:: KUTIPAN BACAAN ::
******

Jumat, 03 September 2010

Review Artikel Perkembangan Morfologi Sebuah Kota

MORFOLOGI dan TIPOLOGI KOTA KUDUS

Kota akan selalu berkembang seiring dengan perkembangan kehidupan sosial, budaya, ekonomi, dan juga politik yang ada di kota tersebut. Morfologi kota merupakan kesatuan elemen pembentuk kota yang didalamnya mencakup aspek detail (seperti bangunan, sistem sirkulasi, open space, dan prasarana kota), serta aspek tata bentuk kota terutama pola tata ruang dan komposisi lingkungan terbangun terhadap pola bentuk di sekitar kawasan tersebut. Dimana setiap kota memiliki morfologi kota yang berbeda antara kota yang satu dengan yang lain, yang keragaman bentuk dari kota tersebut akan membuat ciri khas dari suatu kota tersebut.

******

Teruskan tulisan tentang morfologi dan tipologi Kota Kudus di atas, dimulai tepat setelah kalimat terakhirnya.

******

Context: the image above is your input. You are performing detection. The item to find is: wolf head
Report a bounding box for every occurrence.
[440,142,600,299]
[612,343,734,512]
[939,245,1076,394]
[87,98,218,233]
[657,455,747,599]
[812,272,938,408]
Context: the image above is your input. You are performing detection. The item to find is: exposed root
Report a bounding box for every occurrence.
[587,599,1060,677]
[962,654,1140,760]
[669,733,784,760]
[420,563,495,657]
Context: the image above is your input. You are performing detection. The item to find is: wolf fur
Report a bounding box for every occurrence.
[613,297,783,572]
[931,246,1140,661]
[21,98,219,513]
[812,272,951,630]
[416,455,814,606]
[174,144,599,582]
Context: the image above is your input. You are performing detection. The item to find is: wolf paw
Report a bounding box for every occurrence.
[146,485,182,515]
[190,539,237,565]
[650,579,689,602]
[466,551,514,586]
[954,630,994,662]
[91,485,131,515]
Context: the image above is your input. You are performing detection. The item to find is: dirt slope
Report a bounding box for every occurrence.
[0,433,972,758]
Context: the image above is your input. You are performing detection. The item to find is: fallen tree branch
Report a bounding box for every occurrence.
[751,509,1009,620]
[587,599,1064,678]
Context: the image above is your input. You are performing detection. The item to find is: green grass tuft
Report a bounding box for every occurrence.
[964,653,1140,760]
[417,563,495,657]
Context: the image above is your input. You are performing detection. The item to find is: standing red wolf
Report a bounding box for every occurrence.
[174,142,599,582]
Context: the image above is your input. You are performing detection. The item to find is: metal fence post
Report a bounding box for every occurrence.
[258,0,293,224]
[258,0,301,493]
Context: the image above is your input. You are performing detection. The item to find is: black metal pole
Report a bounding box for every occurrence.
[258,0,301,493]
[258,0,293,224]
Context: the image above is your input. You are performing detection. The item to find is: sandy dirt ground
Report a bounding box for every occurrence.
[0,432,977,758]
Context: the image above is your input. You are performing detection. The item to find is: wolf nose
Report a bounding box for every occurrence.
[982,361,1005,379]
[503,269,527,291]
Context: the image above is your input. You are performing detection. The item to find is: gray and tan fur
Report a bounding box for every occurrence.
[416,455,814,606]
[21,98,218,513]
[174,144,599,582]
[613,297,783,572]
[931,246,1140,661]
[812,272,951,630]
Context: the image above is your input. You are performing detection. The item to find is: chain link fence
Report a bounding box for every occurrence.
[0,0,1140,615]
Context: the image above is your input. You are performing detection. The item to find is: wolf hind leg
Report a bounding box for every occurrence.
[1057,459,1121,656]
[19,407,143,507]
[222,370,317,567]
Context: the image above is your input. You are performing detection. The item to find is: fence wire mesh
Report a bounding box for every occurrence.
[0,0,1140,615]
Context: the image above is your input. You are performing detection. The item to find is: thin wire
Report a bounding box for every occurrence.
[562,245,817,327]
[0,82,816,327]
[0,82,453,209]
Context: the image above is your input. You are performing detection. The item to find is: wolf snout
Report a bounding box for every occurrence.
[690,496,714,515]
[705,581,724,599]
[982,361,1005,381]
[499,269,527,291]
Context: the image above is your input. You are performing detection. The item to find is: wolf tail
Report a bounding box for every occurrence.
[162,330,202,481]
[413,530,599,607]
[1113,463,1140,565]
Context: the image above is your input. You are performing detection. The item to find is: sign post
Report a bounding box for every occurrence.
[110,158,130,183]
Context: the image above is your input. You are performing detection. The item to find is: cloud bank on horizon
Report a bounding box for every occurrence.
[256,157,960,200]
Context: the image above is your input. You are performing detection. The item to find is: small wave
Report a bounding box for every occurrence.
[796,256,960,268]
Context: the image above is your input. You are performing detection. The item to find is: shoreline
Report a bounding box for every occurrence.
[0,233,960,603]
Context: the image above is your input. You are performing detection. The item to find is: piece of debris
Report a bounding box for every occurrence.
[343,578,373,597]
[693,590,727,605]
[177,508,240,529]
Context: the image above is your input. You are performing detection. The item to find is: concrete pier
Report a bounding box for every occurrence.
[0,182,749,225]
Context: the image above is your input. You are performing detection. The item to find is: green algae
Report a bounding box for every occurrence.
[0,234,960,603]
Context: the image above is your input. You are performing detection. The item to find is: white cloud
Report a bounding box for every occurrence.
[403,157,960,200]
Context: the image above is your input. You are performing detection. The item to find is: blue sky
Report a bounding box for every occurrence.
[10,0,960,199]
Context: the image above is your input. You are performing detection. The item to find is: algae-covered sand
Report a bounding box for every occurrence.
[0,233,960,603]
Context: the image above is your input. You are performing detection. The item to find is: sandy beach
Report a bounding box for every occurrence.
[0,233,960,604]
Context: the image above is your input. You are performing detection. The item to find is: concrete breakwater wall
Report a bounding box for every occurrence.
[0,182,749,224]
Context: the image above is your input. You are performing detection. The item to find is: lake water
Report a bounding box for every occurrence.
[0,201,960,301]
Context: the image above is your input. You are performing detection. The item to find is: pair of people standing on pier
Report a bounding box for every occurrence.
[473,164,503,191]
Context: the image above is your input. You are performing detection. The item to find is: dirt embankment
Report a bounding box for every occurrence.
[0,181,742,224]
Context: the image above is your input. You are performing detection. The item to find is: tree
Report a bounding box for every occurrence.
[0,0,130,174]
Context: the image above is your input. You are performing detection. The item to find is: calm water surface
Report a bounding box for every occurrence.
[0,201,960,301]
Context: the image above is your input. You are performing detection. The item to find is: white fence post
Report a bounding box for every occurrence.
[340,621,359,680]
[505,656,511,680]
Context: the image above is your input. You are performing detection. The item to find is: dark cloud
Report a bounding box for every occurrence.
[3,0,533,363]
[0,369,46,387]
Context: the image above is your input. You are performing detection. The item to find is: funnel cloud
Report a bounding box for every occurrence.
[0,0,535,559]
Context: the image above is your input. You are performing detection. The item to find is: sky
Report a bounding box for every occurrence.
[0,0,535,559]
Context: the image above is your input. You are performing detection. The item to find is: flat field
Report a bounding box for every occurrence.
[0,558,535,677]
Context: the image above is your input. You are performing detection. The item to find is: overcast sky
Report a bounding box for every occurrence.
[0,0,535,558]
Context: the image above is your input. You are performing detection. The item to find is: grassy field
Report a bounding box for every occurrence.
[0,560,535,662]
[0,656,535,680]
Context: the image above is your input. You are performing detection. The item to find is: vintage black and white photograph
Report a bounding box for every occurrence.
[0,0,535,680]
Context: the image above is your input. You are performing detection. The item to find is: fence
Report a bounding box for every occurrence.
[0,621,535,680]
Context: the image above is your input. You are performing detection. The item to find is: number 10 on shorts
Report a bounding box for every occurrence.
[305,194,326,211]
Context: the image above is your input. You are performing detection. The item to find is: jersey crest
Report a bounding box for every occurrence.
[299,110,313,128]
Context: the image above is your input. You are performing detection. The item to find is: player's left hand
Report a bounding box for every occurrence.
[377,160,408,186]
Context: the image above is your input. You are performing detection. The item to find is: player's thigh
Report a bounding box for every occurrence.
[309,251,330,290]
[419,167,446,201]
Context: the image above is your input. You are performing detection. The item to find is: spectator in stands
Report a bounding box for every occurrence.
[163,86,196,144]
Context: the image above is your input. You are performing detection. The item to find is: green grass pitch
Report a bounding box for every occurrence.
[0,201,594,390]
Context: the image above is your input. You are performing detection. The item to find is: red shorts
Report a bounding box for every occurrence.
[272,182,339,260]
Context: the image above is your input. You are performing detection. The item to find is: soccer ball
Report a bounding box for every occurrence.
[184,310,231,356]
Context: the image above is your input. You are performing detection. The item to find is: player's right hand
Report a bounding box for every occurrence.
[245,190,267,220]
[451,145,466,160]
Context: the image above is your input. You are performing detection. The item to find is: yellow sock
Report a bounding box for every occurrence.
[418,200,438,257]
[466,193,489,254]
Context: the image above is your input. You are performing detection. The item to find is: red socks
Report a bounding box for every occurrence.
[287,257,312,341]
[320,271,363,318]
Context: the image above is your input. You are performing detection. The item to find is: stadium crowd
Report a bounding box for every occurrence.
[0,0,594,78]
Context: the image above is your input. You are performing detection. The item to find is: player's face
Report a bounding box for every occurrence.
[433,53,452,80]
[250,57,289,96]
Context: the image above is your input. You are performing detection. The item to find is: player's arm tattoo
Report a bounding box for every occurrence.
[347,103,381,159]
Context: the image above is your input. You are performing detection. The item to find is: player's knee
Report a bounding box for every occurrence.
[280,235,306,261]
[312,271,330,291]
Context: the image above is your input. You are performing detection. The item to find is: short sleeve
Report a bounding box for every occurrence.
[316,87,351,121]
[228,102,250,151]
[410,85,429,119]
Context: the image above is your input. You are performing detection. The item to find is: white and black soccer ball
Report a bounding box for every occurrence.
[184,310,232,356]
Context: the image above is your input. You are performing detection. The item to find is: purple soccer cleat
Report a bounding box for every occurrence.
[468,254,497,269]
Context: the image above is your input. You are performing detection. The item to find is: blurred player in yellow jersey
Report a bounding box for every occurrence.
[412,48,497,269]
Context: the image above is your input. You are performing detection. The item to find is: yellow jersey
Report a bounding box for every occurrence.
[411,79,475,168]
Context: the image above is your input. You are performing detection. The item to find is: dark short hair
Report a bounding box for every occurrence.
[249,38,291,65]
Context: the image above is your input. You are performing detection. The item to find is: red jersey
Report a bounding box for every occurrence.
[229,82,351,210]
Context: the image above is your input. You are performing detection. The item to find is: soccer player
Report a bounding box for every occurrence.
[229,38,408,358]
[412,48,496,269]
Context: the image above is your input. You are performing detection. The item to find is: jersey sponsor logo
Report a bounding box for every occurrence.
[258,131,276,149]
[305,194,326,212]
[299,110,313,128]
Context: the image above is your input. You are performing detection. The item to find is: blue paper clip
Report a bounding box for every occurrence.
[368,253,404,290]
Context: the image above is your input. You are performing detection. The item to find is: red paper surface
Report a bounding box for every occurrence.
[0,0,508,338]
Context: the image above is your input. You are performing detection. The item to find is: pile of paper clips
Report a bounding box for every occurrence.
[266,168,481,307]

******

:: HASIL LATIHAN ::
Pada review ini akan dibahas mengenai kota Kudus, yaitu salah satu kota yang berada di sebelah utara dari provinsi Jawa Tengah. Embrio kota Kudus secara tipologis berawal dari adanya bangunan Menara Kudus dan masjid Al-Aqsha yang didirikan oleh Sunan Kudus pada tahun 1549. Sedangkan untuk perkembangan pemukimannya sebenarnya sudah dimulai dari masa pra Islam yaitu sebelum abad 15 yang ditandai dengan adanya pemukiman masyarakat Hindu di sekitar jalan Sunan Kudus. Yang kemudian berkembang, setelah abad ke 15 dengan adanya Menara Kudus maka mulailah terbentuk pemukiman kaum Islam di daerah sekitar Menara kudus tersebut.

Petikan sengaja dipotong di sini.